▶ [Stated problem a]: In the records below, reproduce everything from the line containing "Return an outline for every instance of the wooden" up to and including the line containing "[[[256,141],[256,77],[253,78],[252,83],[251,137],[254,141]]]", keeping the requests, and increase every coordinate in the answers by 87.

▶ [Text section]:
○ ○ ○
The story that unfolds is rich and complex, exploring intercultural conflicts that lead sometimes to transcendence and sometimes to tragedy and highlighting the devastating effects of Western society on Inupiat life—including the loss of subsistence game animals, the decline of indigenous cultural and shamanic traditions, the damage inflicted by ignorant stereotypes, and the rise of alcoholism.  The relationships between the characters are multifaceted and constantly evolving, as human frailties and strengths—fear, pride, jealousy, kindness, and love—come into play.

Although the book deals with a variety of interconnected themes, Shaman’s Drum readers may be particularly interested in Kayuqtuq’s spiritual journeys into the realm of the inua(spirits). From the beginning of the story, she has secretly pursued the path of an angutkoq (shaman)—a profession feared and outlawed due to Christian and governmental influences.  Her impetus to follow a shamanic path may have stemmed in part from a desire to raise her status in the community—having been orphaned in childhood, she had been ill treated as a slave and was never fully accepted as a member of the family that later took her in.  However, she clearly has an affinity for the work.  With the help of her turnaq (guardian spirit), the red fox, she is able to travel to other places by spirit flight and observe what is happening there, and to enter visionary states to access hidden information.
○ ○ ○
▶ [Exercise materials]:

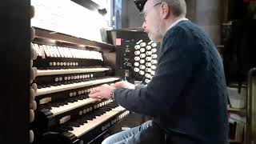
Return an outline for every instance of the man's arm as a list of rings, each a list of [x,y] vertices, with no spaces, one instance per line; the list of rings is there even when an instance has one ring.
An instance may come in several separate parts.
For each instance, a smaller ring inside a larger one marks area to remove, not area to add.
[[[186,41],[184,30],[175,27],[163,40],[156,74],[146,87],[135,90],[118,88],[114,99],[129,110],[150,116],[168,114],[199,63],[198,50],[193,50]]]

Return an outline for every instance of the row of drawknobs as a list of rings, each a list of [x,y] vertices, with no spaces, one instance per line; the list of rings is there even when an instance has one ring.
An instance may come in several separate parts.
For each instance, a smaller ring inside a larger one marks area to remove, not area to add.
[[[30,6],[30,19],[34,18],[34,7],[33,6]],[[32,41],[34,38],[35,35],[35,30],[34,27],[30,28],[30,40]],[[32,46],[32,43],[30,44],[30,122],[33,122],[34,120],[34,110],[37,109],[37,103],[34,100],[34,97],[33,96],[34,93],[37,90],[37,85],[35,83],[32,83],[34,80],[35,77],[32,74],[34,71],[34,69],[33,67],[33,60],[36,59],[36,51]],[[31,73],[32,72],[32,73]],[[30,143],[32,143],[34,142],[34,131],[32,130],[30,130]]]

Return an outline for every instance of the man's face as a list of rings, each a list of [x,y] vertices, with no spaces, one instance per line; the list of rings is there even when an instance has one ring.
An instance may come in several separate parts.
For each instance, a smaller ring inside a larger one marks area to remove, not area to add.
[[[148,0],[145,4],[143,14],[144,22],[142,28],[147,33],[150,40],[156,42],[162,41],[161,19],[159,16],[159,6],[162,2],[156,0]]]

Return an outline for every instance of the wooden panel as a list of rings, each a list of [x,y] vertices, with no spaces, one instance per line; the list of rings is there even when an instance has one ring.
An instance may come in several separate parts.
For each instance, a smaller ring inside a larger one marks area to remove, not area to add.
[[[0,143],[29,143],[30,0],[1,0]]]
[[[256,141],[256,77],[253,78],[252,83],[251,137],[254,141]]]

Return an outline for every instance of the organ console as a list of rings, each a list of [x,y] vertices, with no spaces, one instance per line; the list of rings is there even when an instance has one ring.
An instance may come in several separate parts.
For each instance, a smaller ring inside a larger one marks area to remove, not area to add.
[[[122,80],[105,65],[104,55],[114,46],[90,42],[35,28],[30,45],[33,143],[93,143],[129,114],[113,100],[88,97],[97,86]]]
[[[88,94],[124,76],[149,82],[158,45],[142,32],[116,46],[31,27],[37,9],[30,1],[2,2],[13,6],[1,9],[0,143],[96,143],[129,111]]]
[[[109,42],[116,46],[118,75],[134,83],[147,84],[154,75],[159,44],[150,41],[142,30],[107,31]],[[120,41],[121,42],[117,42]]]

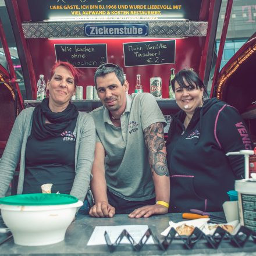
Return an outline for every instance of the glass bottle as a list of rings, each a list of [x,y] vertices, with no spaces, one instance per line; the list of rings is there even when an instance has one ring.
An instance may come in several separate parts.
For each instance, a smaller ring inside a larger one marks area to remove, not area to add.
[[[170,80],[169,81],[169,98],[170,99],[175,98],[175,94],[172,90],[172,80],[174,79],[175,76],[175,72],[174,69],[170,69]]]
[[[46,97],[46,84],[43,74],[39,76],[39,80],[37,81],[37,100],[42,101]]]
[[[143,93],[142,86],[140,81],[140,74],[136,75],[136,85],[135,86],[135,93]]]

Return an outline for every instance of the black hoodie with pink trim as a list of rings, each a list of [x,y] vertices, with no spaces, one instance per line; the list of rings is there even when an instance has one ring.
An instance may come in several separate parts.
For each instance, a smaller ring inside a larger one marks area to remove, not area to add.
[[[244,176],[243,156],[226,153],[251,150],[252,141],[238,111],[216,98],[195,109],[185,129],[186,113],[173,116],[166,143],[170,172],[169,211],[223,211],[227,192]]]

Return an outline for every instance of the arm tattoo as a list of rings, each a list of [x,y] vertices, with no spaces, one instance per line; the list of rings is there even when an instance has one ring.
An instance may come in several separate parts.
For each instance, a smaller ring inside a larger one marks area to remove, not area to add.
[[[162,123],[153,123],[144,130],[144,134],[152,172],[159,176],[168,176],[163,125]]]

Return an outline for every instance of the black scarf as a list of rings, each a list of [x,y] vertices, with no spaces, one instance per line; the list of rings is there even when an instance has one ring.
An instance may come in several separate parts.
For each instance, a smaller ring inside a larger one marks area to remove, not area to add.
[[[31,134],[40,140],[55,137],[65,131],[77,116],[77,109],[70,102],[63,111],[52,112],[49,108],[49,98],[46,98],[34,110]],[[45,118],[51,123],[46,124]]]

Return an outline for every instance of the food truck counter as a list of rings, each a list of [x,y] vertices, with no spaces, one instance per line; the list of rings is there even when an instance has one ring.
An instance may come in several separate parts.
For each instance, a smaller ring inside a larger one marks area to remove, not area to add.
[[[215,214],[223,216],[222,213]],[[175,222],[182,221],[182,214],[168,214],[148,219],[130,219],[126,215],[117,215],[112,219],[108,219],[93,218],[88,215],[79,214],[76,221],[68,227],[63,241],[49,246],[27,247],[16,245],[12,239],[0,246],[0,255],[215,254],[219,256],[227,254],[232,255],[256,255],[256,243],[252,240],[247,241],[243,248],[234,247],[229,241],[223,240],[218,249],[208,247],[204,239],[200,239],[191,250],[186,248],[184,243],[177,239],[173,240],[166,251],[161,250],[157,245],[144,245],[140,251],[136,251],[130,244],[119,244],[115,251],[111,253],[106,245],[87,246],[95,226],[125,225],[148,225],[154,236],[162,243],[163,237],[160,233],[168,226],[170,220]]]

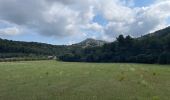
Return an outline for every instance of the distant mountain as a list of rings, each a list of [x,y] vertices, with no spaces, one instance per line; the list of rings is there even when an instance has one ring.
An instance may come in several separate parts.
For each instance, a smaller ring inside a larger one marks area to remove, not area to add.
[[[87,39],[78,45],[96,46],[98,42]],[[73,49],[74,50],[74,49]],[[125,62],[170,64],[170,27],[139,38],[120,35],[116,41],[104,46],[74,50],[59,57],[63,61]]]
[[[106,41],[102,41],[102,40],[95,40],[92,38],[88,38],[80,43],[77,44],[73,44],[73,46],[80,46],[83,48],[86,47],[97,47],[97,46],[103,46],[105,43],[107,43]]]

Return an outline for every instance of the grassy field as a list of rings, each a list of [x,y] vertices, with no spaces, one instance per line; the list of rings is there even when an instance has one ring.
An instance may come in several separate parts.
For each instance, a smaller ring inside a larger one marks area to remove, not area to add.
[[[170,65],[4,62],[0,100],[170,100]]]

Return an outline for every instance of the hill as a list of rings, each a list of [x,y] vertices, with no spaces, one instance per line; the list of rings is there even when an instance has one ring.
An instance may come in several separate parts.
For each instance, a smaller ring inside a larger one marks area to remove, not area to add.
[[[62,55],[63,61],[170,64],[170,27],[139,38],[120,35],[101,47]]]
[[[0,39],[0,58],[61,56],[74,50],[104,45],[104,41],[87,39],[74,45],[51,45]]]
[[[80,46],[82,48],[87,48],[87,47],[97,47],[97,46],[103,46],[105,43],[107,43],[106,41],[102,41],[102,40],[95,40],[92,38],[88,38],[80,43],[77,44],[73,44],[74,46]]]

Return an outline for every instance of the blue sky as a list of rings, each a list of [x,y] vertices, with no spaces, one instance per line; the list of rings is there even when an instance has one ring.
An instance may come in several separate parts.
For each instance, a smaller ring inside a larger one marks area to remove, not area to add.
[[[138,37],[170,24],[169,0],[2,0],[0,12],[0,38],[55,45]]]

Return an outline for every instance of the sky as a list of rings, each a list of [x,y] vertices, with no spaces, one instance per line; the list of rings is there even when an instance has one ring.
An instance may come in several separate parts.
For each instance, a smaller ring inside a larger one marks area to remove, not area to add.
[[[170,25],[170,0],[0,0],[0,38],[69,45]]]

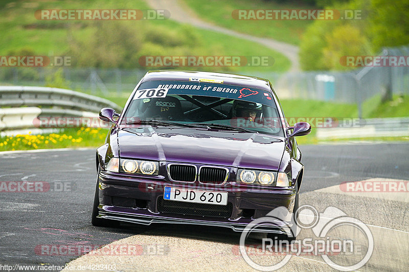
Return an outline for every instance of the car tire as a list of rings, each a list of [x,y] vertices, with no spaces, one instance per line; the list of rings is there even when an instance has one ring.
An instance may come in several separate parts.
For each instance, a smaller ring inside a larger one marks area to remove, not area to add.
[[[114,220],[98,218],[99,206],[99,195],[98,188],[98,177],[99,177],[99,168],[97,175],[97,186],[95,187],[95,193],[94,195],[94,204],[91,214],[91,224],[95,227],[116,227],[119,226],[119,222]]]
[[[299,207],[299,192],[298,192],[298,183],[296,184],[295,187],[296,189],[296,200],[294,202],[294,208],[292,210],[292,212],[294,214],[294,216],[298,217],[298,214],[297,213],[297,210],[298,210]],[[295,222],[297,221],[297,218],[294,218],[294,224]],[[297,239],[297,233],[298,231],[298,226],[296,225],[296,226],[292,228],[294,230],[294,233],[293,233],[293,236],[288,236],[287,234],[277,234],[276,233],[267,233],[267,238],[269,238],[274,240],[275,237],[277,237],[277,239],[279,240],[284,241],[287,240],[288,242],[291,243],[293,241],[294,241]]]

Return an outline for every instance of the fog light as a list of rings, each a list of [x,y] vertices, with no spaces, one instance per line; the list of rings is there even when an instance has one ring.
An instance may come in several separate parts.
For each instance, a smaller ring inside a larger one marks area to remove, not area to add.
[[[119,172],[119,159],[118,158],[112,158],[108,162],[106,166],[106,170],[111,172]]]
[[[277,183],[276,186],[278,187],[288,187],[290,186],[288,177],[287,177],[287,175],[285,173],[280,172],[278,174]]]
[[[243,170],[240,174],[240,179],[244,183],[253,183],[256,181],[256,172],[249,170]]]
[[[260,172],[259,174],[259,182],[263,185],[269,185],[274,181],[274,176],[269,172]]]
[[[156,165],[151,161],[144,161],[141,163],[140,170],[145,175],[152,175],[156,169]]]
○ ○ ○
▶ [Stated problem b]: In the book review, which animal serves as Kayuqtuq's turnaq (guardian spirit)?

▶ [Problem solution a]:
Return an outline for every instance of the wooden panel as a list of rings, each a list of [x,y] vertices, with no spaces, one instance per line; the list of rings is there even when an instance has one ring.
An instance may come in several separate parts.
For each instance, a smaller ring inside a larger one marks area to remove, not area to add.
[[[87,230],[116,230],[117,87],[88,87]]]
[[[343,228],[343,164],[340,165],[339,170],[338,224],[341,228]]]

▶ [Problem solution b]: The red fox.